TASK DIRECTIONS — This task calls for every entry below to be repeated exactly, without the pictures.

[Saved entries]
- Opening Delimiter -

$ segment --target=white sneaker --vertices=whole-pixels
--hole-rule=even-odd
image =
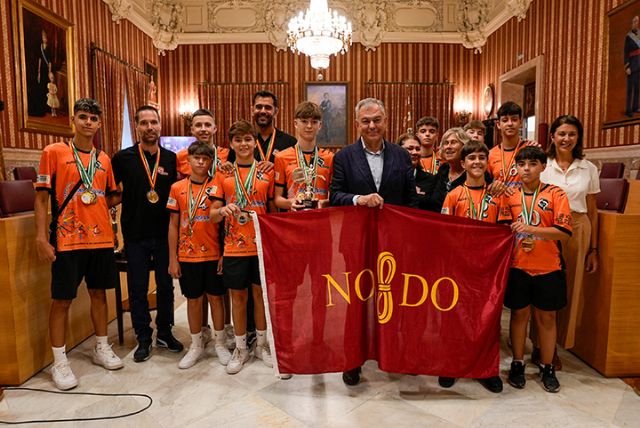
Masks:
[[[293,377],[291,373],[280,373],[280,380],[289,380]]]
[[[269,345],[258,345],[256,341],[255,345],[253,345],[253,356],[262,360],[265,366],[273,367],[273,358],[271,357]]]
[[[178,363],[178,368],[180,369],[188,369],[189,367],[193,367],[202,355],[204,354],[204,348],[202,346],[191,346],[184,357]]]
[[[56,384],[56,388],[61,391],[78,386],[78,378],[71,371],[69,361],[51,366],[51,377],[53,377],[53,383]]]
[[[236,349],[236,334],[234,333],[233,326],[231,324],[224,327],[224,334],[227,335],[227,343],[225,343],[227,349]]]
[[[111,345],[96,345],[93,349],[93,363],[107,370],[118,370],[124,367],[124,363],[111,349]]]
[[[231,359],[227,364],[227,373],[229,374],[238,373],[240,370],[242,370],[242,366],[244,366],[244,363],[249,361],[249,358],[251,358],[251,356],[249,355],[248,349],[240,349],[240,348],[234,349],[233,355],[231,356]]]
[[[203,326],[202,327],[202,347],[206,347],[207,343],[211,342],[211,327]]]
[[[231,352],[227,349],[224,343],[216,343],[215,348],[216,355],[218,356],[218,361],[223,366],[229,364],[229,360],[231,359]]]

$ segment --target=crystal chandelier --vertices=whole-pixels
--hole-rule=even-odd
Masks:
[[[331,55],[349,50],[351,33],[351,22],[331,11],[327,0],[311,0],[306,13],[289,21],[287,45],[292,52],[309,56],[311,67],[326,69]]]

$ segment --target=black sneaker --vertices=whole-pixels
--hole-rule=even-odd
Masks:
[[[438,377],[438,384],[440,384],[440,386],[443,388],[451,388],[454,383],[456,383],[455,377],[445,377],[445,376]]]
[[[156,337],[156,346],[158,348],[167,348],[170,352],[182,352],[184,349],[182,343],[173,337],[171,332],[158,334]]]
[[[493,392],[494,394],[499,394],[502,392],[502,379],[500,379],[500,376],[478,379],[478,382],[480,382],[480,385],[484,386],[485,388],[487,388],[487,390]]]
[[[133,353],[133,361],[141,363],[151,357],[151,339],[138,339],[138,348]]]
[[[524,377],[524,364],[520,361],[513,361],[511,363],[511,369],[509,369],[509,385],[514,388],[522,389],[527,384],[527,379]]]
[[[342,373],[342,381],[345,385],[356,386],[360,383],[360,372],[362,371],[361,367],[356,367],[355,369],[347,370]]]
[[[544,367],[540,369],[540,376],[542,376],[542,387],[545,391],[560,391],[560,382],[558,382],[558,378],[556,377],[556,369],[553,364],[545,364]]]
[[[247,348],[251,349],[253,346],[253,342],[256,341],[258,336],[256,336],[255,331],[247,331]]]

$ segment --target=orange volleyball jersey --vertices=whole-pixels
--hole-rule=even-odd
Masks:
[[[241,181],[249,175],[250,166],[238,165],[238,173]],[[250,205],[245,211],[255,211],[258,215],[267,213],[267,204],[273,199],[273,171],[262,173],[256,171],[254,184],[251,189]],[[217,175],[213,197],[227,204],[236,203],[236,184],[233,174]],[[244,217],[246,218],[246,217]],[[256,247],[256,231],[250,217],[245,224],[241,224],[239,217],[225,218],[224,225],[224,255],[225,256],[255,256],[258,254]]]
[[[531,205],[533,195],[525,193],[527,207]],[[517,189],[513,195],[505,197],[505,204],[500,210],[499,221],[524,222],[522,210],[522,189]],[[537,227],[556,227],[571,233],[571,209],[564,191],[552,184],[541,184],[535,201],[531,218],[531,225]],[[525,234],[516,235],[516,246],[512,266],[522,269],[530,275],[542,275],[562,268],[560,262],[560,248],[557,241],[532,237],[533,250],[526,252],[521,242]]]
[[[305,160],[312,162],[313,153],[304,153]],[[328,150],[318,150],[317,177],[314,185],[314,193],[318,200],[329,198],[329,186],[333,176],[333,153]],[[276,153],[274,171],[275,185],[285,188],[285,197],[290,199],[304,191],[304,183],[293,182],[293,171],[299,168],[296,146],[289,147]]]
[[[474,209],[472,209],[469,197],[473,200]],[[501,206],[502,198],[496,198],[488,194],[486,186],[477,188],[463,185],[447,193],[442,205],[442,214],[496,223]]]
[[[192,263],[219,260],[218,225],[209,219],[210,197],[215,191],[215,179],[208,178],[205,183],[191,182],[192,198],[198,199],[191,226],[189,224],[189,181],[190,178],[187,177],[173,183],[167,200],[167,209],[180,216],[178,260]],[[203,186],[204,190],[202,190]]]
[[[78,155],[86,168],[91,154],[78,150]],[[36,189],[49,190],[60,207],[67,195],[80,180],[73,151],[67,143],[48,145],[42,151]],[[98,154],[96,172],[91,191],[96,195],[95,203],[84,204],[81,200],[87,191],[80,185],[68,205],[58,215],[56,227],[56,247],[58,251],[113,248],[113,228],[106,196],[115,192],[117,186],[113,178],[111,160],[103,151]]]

- Closing Delimiter -

WRITTEN REPLY —
$ segment --target=white sneaker --vertices=whole-pixels
--hole-rule=even-odd
image =
Masks:
[[[293,377],[291,373],[280,373],[280,380],[289,380]]]
[[[269,345],[258,345],[256,341],[255,345],[253,345],[253,356],[262,360],[265,366],[273,367],[273,358],[271,357]]]
[[[178,363],[178,368],[180,369],[188,369],[189,367],[193,367],[202,355],[204,354],[204,348],[202,346],[191,346],[184,357]]]
[[[56,384],[56,388],[61,391],[78,386],[78,378],[71,371],[69,361],[51,366],[51,377],[53,377],[53,383]]]
[[[236,349],[236,334],[234,333],[233,326],[231,324],[224,327],[224,334],[227,335],[227,343],[225,343],[227,349]]]
[[[111,345],[96,345],[93,349],[93,363],[107,370],[118,370],[124,367],[124,363],[111,349]]]
[[[231,359],[227,364],[227,373],[229,374],[238,373],[240,370],[242,370],[242,366],[244,366],[244,363],[249,361],[249,358],[251,358],[251,356],[249,355],[248,349],[240,349],[240,348],[234,349],[233,355],[231,356]]]
[[[203,326],[202,327],[202,347],[206,347],[207,343],[211,342],[211,327]]]
[[[231,352],[227,349],[224,343],[216,343],[215,348],[216,355],[218,356],[218,361],[223,366],[229,364],[229,360],[231,359]]]

$ segment --target=crystal chandelier --vertices=whole-pixels
--hole-rule=even-odd
Masks:
[[[331,55],[349,50],[351,33],[351,22],[331,11],[327,0],[311,0],[306,13],[289,21],[287,45],[292,52],[309,56],[311,67],[326,69]]]

$ segment --target=black sneaker --vertices=whole-pixels
--hole-rule=even-odd
Masks:
[[[438,377],[438,384],[440,384],[440,386],[443,388],[451,388],[454,383],[456,383],[455,377],[445,377],[445,376]]]
[[[156,337],[156,346],[158,348],[167,348],[170,352],[182,352],[184,349],[182,343],[173,337],[171,332],[158,334]]]
[[[493,392],[494,394],[499,394],[502,392],[502,379],[500,379],[500,376],[478,379],[478,382],[480,382],[480,385],[484,386],[485,388],[487,388],[487,390]]]
[[[133,353],[133,361],[141,363],[151,357],[151,339],[138,339],[138,348]]]
[[[524,377],[524,364],[520,361],[513,361],[511,363],[511,369],[509,369],[509,385],[514,388],[522,389],[527,384],[527,379]]]
[[[342,373],[342,381],[345,385],[356,386],[360,383],[360,372],[362,371],[361,367],[356,367],[355,369],[347,370]]]
[[[544,367],[540,369],[540,376],[542,376],[542,387],[545,391],[560,391],[560,382],[558,382],[558,378],[556,377],[556,369],[553,364],[545,364]]]
[[[247,348],[251,349],[253,346],[253,342],[256,341],[258,336],[256,336],[255,331],[247,331]]]

$ segment --target=orange volleyball jersey --vertices=whole-pixels
--hole-rule=even-odd
Masks:
[[[241,181],[249,175],[250,166],[238,165],[238,173]],[[250,205],[245,211],[255,211],[258,215],[267,213],[267,204],[273,199],[273,171],[262,173],[256,171],[254,184],[251,189]],[[217,175],[213,197],[227,204],[236,203],[236,184],[233,174]],[[244,217],[246,218],[246,217]],[[256,247],[256,231],[250,217],[245,224],[241,224],[239,217],[225,218],[224,225],[224,255],[225,256],[255,256],[258,254]]]
[[[531,205],[533,195],[525,193],[527,207]],[[517,189],[513,195],[505,197],[505,204],[500,210],[499,221],[524,222],[522,210],[522,189]],[[537,227],[556,227],[571,233],[571,209],[564,191],[552,184],[541,184],[535,201],[531,218],[531,225]],[[525,234],[516,235],[516,246],[512,266],[522,269],[530,275],[542,275],[562,268],[560,262],[560,248],[557,241],[532,237],[533,250],[526,252],[521,242]]]
[[[305,160],[312,162],[313,153],[304,153]],[[328,150],[318,150],[317,177],[314,185],[314,193],[318,200],[329,198],[329,186],[333,176],[333,153]],[[276,153],[274,171],[275,185],[285,188],[285,197],[290,199],[304,191],[304,183],[293,182],[293,171],[299,168],[296,146],[289,147]]]
[[[474,209],[472,209],[469,197],[473,200]],[[501,206],[502,198],[496,198],[488,194],[486,186],[477,188],[463,185],[447,193],[442,205],[442,214],[496,223]]]
[[[192,263],[219,260],[218,225],[209,219],[210,197],[215,191],[215,179],[208,178],[205,183],[191,182],[192,198],[198,199],[191,226],[189,224],[189,181],[190,178],[187,177],[173,183],[167,200],[167,209],[180,216],[178,260]],[[203,186],[204,190],[202,190]]]
[[[78,155],[86,168],[91,154],[78,150]],[[36,189],[49,190],[60,207],[67,195],[80,180],[73,151],[67,143],[48,145],[42,151]],[[98,154],[96,172],[91,191],[96,195],[95,203],[84,204],[81,200],[87,191],[80,185],[68,205],[58,215],[56,227],[56,247],[58,251],[113,248],[113,228],[106,196],[115,192],[117,186],[113,178],[111,160],[103,151]]]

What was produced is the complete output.